**Goal of the exercise**
Restate the records below word for word, and omit the images they hold.

**Provided data**
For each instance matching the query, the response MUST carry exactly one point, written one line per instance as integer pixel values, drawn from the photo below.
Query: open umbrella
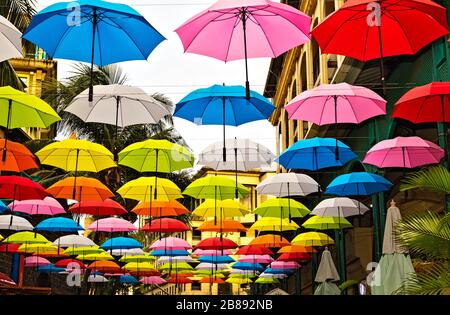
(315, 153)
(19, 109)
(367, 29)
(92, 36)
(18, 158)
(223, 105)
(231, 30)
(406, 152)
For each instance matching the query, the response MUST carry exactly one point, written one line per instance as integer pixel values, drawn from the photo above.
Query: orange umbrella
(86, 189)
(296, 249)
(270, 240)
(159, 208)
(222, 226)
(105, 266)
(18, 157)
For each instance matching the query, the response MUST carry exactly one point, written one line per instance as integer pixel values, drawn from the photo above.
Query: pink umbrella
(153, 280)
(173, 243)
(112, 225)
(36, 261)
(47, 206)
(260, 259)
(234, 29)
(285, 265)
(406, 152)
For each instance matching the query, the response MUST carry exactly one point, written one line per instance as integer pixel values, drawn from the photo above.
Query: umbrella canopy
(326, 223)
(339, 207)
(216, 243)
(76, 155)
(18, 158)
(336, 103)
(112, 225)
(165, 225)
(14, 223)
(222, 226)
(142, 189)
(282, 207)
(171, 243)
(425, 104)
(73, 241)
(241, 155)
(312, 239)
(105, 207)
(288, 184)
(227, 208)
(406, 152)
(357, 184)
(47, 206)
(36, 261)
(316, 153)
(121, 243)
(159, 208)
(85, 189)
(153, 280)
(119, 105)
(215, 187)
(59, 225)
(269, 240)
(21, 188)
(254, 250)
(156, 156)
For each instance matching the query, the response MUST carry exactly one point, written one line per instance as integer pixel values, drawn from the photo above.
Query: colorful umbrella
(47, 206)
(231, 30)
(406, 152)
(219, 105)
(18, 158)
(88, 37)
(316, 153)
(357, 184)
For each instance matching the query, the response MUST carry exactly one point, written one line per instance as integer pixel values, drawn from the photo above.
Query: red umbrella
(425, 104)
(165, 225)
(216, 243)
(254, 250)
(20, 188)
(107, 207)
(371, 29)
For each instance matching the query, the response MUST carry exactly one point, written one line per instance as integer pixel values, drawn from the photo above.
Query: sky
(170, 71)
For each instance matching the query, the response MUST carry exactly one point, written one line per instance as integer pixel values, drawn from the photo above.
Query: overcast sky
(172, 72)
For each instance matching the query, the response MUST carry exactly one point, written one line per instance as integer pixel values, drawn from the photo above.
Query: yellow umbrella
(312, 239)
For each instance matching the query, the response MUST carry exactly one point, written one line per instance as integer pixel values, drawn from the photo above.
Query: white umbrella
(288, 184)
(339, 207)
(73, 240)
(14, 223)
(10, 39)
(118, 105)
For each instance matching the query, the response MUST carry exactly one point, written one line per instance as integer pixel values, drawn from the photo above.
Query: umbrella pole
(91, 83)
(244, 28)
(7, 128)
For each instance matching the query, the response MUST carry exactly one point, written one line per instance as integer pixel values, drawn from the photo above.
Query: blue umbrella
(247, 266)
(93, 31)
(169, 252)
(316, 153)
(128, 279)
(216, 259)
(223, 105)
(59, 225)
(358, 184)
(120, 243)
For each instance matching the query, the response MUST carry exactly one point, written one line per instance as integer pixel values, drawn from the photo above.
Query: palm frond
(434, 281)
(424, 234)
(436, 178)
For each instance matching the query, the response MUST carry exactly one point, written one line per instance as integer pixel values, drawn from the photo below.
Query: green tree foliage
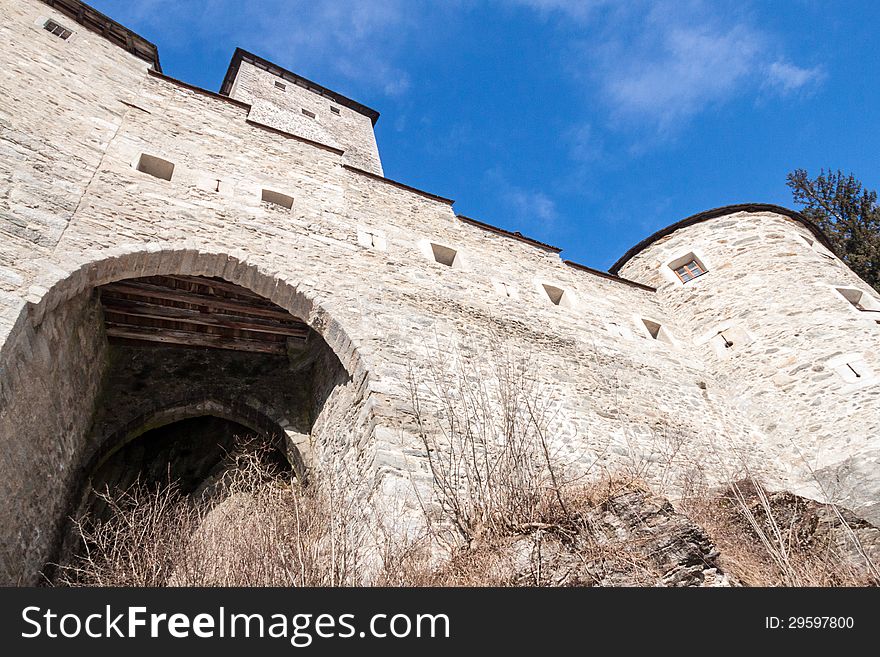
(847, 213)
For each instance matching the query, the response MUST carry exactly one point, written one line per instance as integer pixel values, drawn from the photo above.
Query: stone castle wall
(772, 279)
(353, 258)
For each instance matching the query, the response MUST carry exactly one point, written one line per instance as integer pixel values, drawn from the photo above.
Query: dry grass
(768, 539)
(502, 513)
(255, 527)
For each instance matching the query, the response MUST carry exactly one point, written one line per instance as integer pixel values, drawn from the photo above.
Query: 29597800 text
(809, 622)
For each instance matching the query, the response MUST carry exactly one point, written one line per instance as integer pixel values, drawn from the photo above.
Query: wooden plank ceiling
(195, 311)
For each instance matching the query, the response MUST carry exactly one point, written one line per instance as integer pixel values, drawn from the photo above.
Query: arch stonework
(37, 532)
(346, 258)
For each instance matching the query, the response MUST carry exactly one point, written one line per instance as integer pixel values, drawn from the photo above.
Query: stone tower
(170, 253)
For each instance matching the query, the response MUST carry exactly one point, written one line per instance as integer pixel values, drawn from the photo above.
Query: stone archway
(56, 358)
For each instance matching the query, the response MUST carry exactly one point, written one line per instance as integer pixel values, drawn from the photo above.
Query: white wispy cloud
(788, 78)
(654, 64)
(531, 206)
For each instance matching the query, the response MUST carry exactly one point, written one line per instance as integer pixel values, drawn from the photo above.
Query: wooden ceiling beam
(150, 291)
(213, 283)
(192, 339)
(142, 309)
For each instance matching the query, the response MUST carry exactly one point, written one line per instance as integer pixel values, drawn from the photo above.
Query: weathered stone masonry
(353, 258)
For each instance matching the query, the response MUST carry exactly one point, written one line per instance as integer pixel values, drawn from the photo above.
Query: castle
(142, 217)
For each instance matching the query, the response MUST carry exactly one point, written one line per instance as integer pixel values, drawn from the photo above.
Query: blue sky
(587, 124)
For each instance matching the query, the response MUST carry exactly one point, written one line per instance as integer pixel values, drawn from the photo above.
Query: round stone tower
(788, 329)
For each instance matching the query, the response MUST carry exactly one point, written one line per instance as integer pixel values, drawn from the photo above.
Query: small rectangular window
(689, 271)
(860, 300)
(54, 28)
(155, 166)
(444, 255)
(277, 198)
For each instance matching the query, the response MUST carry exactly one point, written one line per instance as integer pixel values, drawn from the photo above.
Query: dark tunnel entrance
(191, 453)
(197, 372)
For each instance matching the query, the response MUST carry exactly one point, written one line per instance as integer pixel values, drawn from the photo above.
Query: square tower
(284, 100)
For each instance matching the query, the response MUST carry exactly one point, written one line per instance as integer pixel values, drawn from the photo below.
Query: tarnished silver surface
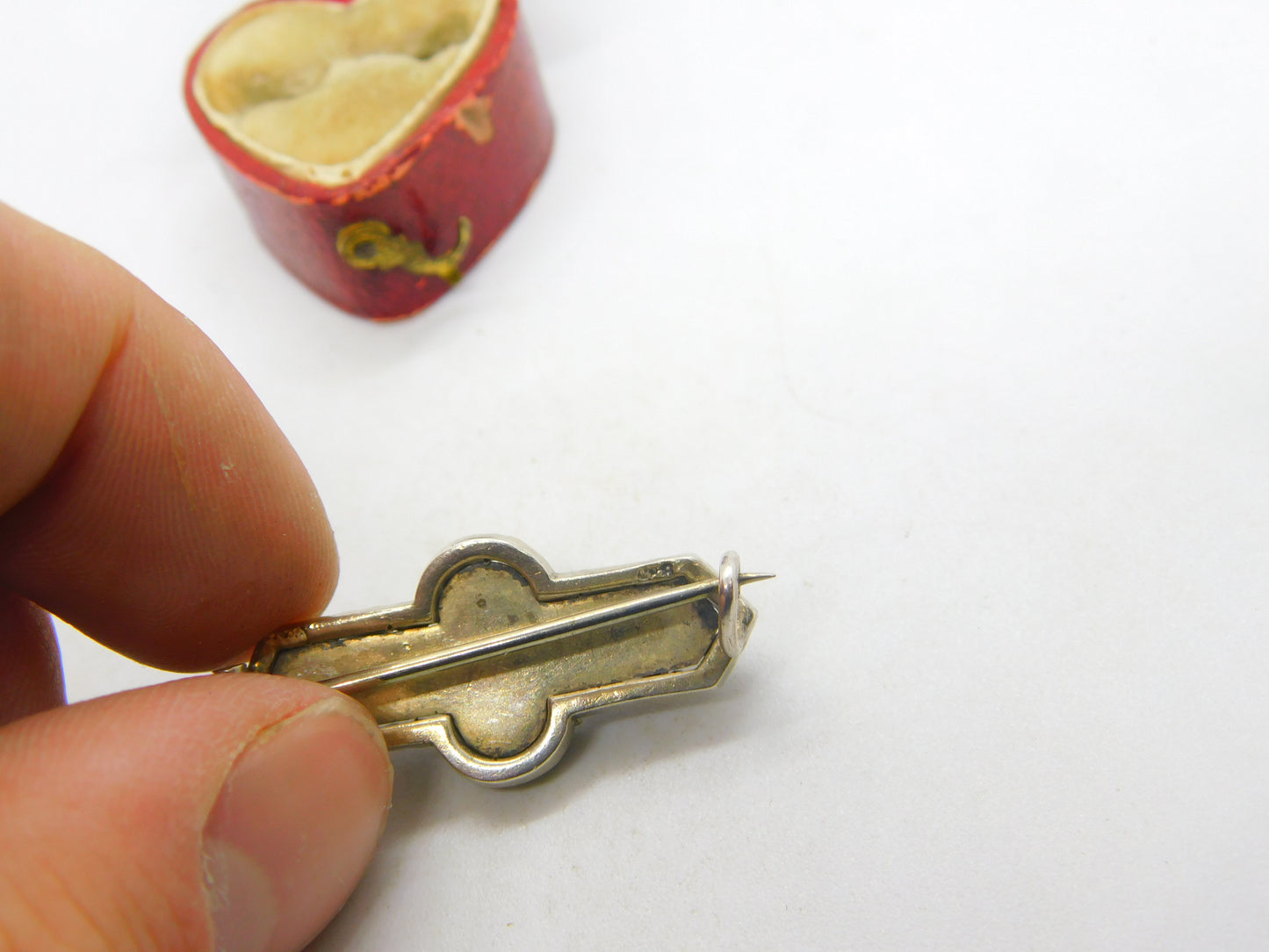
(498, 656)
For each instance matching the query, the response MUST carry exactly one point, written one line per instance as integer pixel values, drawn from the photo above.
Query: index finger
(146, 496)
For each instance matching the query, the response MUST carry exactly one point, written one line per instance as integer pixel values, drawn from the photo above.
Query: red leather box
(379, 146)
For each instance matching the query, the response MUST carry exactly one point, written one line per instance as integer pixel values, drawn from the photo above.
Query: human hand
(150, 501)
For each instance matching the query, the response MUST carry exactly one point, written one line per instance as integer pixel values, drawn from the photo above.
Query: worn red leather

**Correct output**
For each instance matching the query, the response MUST carry exactly one point, written one line per instance as integer pixel values, drawn from the photo below.
Query: open umbrella
(315, 153)
(19, 109)
(367, 29)
(92, 36)
(18, 158)
(223, 105)
(231, 30)
(406, 152)
For each instance matching the query, the response MUST carry exactly one point, written one line per instance as integer pixel values, drawn from the photo above.
Query: orange umbrella
(86, 189)
(296, 249)
(270, 240)
(159, 208)
(222, 226)
(105, 266)
(18, 157)
For each instance matching the query, the response MUST carry exactly one point, written one line per instance as integer pixel values, drawn from the photo above.
Query: pink umbrella
(153, 280)
(173, 243)
(112, 225)
(36, 261)
(47, 206)
(260, 259)
(234, 29)
(285, 265)
(406, 152)
For each instance matching the query, the response MUST carry exactly one point, written one line per instance as integer pixel values, drawn from the photo above.
Query: umbrella canopy
(326, 223)
(339, 207)
(216, 243)
(76, 155)
(18, 158)
(336, 103)
(112, 225)
(165, 225)
(14, 223)
(222, 226)
(142, 189)
(282, 207)
(171, 243)
(425, 104)
(73, 241)
(241, 155)
(312, 239)
(105, 207)
(288, 184)
(227, 208)
(406, 152)
(357, 184)
(47, 206)
(36, 261)
(316, 153)
(121, 243)
(159, 208)
(85, 189)
(153, 280)
(119, 105)
(215, 187)
(59, 225)
(269, 240)
(21, 188)
(254, 250)
(156, 156)
For each instance matching the query, the response MUST carry exactly one point, written one line per instance as integer pixel values, drawn from the photo above.
Query: colorful umbrella
(47, 206)
(231, 30)
(406, 152)
(219, 105)
(18, 158)
(88, 37)
(316, 153)
(357, 184)
For each instance matching the query, the response MUST carry exactly one point, written one line per instance as integer pixel values, drawn from the photo above.
Query: red umbrella
(425, 104)
(165, 225)
(216, 243)
(254, 250)
(20, 188)
(107, 207)
(371, 29)
For each instance matching the query, the response MUST carry exactly one point, written one line per instance as integer pixel values, drawn from the photo above.
Query: sky
(170, 71)
For each instance matching the query, the response MUST carry exactly one point, written one line per instance as integer pixel values, drawn from the photo above.
Query: overcast sky
(172, 72)
For each instance matching the query, the response MUST carry exactly one point, written one line per instance as integer pixel values, drawn from the photo above.
Query: yellow umbrella
(312, 239)
For each instance matching the query, the response MUST carry exactly one point, written one line per instance as integer pixel values, drawn from the photo above.
Query: white umbrella
(288, 184)
(339, 207)
(73, 240)
(14, 223)
(10, 39)
(118, 105)
For each instance matching the query, the response MUST carry exactly one point, written one line per instance as integer pixel values, drawn from the photo above.
Query: umbrella pole
(91, 83)
(244, 28)
(7, 128)
For each instance matching the query, the response MUST carry exactly one point, written one line per instance as integer pixel values, drawn from the photo above.
Query: blue umbrella
(247, 266)
(93, 31)
(169, 252)
(316, 153)
(128, 279)
(216, 259)
(223, 105)
(59, 225)
(358, 184)
(120, 243)
For each instance matching the query, the response MUST carry exactly one point, written one line per instance as integer pixel values, drawn from the photo above.
Query: palm frond
(434, 281)
(424, 234)
(436, 178)
For each instance matching the query, the response MUST carry exactly one point, written one line per instance as integer pixel values, drawn from the photo below.
Query: green tree foliage
(847, 213)
For each instance matching the query, the response MUST carry exactly one point, written one line per instance as integer pixel values, drawn from the photo above.
Query: stone castle wall
(772, 279)
(353, 258)
For each instance matching the query, the response MUST carry exactly one point, written one line per instance as integer pixel values, drawn from the photo above.
Query: dry grass
(768, 539)
(502, 513)
(255, 527)
For each instance matching the query, the response MUST carry exactly one point, written one line per instance as integer pixel values, drawn from the photo above.
Query: 29597800 text
(809, 622)
For each instance matching the query, the response MUST carry exactly one point, written one line per instance as integer pixel values, drawn from the photo above.
Query: wooden plank ceiling
(195, 311)
For each instance matching the query, the response MUST carry exactly one point, written one line per instance as integer pixel values, drawn from the photo above.
Query: arch stonework
(37, 532)
(346, 258)
For each instance matching the query, the response MUST carry exactly one point, written one line per instance as integer pixel values, drawn from the photo above.
Query: stone tower
(170, 253)
For each instance matching the query, the response MUST carry exactly one point, written one line per instance as integer pixel values, drawn from the photo above.
Query: stone archway
(56, 358)
For each instance matching the query, the response MUST carry exactly one point, written one line per instance as integer pixel values, drawn from the photo above.
Query: white wispy cloud
(788, 78)
(654, 64)
(531, 206)
For each instance matching the query, the response MUST carry exactly one point, written one line per instance as integer pixel values, drawn from the photo above.
Query: wooden ceiling beam
(150, 291)
(213, 283)
(192, 339)
(142, 309)
For each instance matching the query, the response MUST carry exactly one point, written one line per instance as integer pixel values, drawn from the photo above.
Query: weathered stone masonry
(353, 258)
For each instance matching the query, the response MUST carry exactly one point, written one line per instance as integer pixel values, drawn from the photo above.
Query: castle
(142, 217)
For each instance matching the query, the response MUST carry exactly one point, written one line per instance as integer pixel values, drawn from the photo above.
Query: blue sky
(587, 124)
For each instance matching the query, the response MUST carry exactly one point, written one line per instance as integer pixel values, drawn from the photo above.
Query: round stone tower
(788, 329)
For each instance matching the query, the response MUST carry exactly one point, written one line per instance as integer pixel values, drawn from the photo above.
Query: small rectangular window
(689, 271)
(860, 300)
(54, 28)
(155, 166)
(444, 255)
(277, 198)
For each instance matching the query, the response MUST carry exactly one point, written one line per instance as integer pixel values, drawn from the photo above.
Query: dark tunnel entrance
(191, 453)
(197, 372)
For each instance matching the query, the response MUST carry exactly one point, written one line per instance as integer pixel values, drawn from the photo above.
Query: square tower
(284, 100)
For each instance matching the query, the response MUST carry exactly one point, written one line per instance as integer pixel values, drawn from the photo below.
Query: tarnished silver surface
(498, 656)
For each instance matching the query, the response MUST carry exactly one point, written one line per instance as integer pixel values, drawn from the photo above.
Query: index finger
(146, 496)
For each instance matching the query, the response MUST carry exactly one point, written one line per instance as integer pixel values, drawn from the photo above.
Query: red leather box
(379, 146)
For each instance matching the query, the response MUST carry exactly one point, written one line per instance as integer pixel values, drawn from the photo above.
Query: human hand
(150, 501)
For each instance matching the query, the response MUST carry exactly one point, written one line per instance as integer pixel values, drawn from the photo above.
Query: worn red leather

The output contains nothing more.